> **Task requirements**
(a) Answer these questions using the Google I/O article:
(i) At what time did the keynote begin?
(ii) What example was given to show the Compose feature?
(iii) In how many cities will immersive view be available at first?
(b) List the groups of people who, according to the Google I/O article, gather at the conference.

> **Excerpt to read**

5-10-2023 – Google’s annual developer conference Google I/O kicked off with the 10 AM keynote. Google I/O is the highly anticipated annual developer conference hosted by Google. It’s an event where tech enthusiasts, software developers, and innovators gather to learn more about what Google has in store for the future of technology.
This year there were a few leaks surrounding the Pixel Fold, PaLM 2, but everyone expected the focus to be on AI. The event features a range of interesting sessions and multiple keynotes besides the overall presentation given by Sundar Pichai; the opening keynote is an interesting way to gauge the company’s focus.

This year the first words out of Google’s CEO’s mouth were outlining 3 new AI features across 3 of their most popular products:
- The upcoming rollout of “Compose” for Gmail. Compose is a powerful email feature that allows you to ask for a specific email reply and then have a full email composed for you; the example given was asking a company (airline) for a refund automatically. The demo was not live but very impressive, showing the potential to expand on Google’s Smartcompose, which allows for expanded autocomplete and autosuggest.
- Immersive view for Google maps in select cities, Google is using AI + its street view images to give an accurate feel of a particular route. This feature will be available in 15 cities initially. Google imagines people using it as a part of their typical planning process to help navigate or consider other features of the route.

Extracted data entries:

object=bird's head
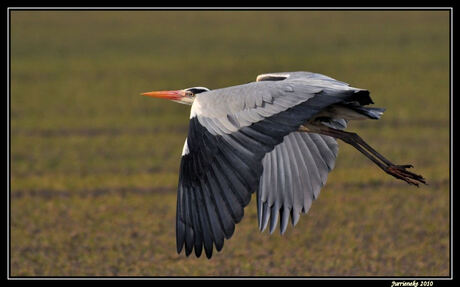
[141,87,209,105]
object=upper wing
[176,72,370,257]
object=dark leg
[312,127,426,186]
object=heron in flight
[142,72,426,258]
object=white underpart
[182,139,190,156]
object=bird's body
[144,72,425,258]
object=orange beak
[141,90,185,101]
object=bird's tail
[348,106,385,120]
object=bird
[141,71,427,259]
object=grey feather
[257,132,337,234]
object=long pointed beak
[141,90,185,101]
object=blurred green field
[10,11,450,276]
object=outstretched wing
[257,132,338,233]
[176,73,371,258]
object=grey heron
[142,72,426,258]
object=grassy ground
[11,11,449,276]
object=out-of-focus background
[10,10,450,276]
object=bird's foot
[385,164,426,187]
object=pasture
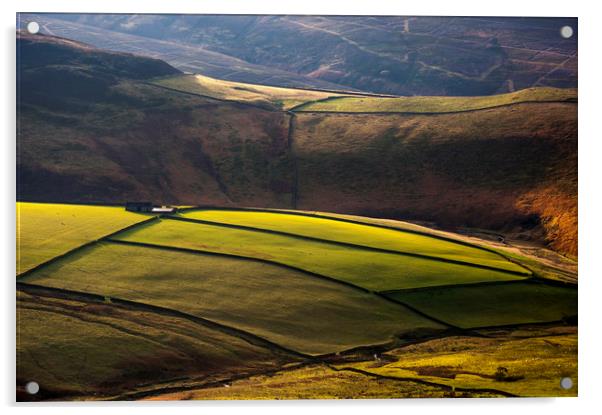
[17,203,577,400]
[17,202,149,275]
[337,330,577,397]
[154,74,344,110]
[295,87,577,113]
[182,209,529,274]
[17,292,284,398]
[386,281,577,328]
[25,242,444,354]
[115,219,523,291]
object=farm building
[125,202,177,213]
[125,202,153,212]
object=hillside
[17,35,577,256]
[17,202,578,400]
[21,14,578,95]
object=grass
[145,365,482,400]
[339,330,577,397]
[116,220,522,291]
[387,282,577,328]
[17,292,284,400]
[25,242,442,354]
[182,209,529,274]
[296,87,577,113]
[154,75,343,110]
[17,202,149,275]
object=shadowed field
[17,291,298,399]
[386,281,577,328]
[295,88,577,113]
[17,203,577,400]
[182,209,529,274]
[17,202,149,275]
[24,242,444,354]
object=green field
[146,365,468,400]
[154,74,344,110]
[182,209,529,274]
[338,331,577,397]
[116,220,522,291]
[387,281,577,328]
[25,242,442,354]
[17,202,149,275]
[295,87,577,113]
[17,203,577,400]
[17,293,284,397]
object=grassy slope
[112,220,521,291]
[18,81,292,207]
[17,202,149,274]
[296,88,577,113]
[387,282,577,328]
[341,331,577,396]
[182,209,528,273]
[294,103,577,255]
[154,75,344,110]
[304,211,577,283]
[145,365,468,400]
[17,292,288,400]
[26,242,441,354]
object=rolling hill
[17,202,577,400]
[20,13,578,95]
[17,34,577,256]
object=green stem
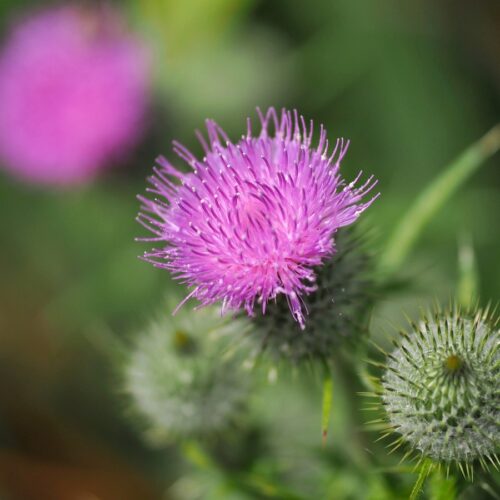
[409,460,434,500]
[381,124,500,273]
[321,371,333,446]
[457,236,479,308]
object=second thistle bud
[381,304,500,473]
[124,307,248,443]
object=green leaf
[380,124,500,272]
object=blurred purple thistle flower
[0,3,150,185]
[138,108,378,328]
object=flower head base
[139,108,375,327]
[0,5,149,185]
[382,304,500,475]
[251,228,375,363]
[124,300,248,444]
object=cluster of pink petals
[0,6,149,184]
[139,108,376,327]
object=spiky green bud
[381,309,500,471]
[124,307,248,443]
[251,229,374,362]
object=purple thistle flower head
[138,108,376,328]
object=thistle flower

> **Solution set**
(a)
(i) 10 AM
(ii) Asking a company (an airline) for a refund automatically
(iii) 15

(b)
- Tech enthusiasts
- Software developers
- Innovators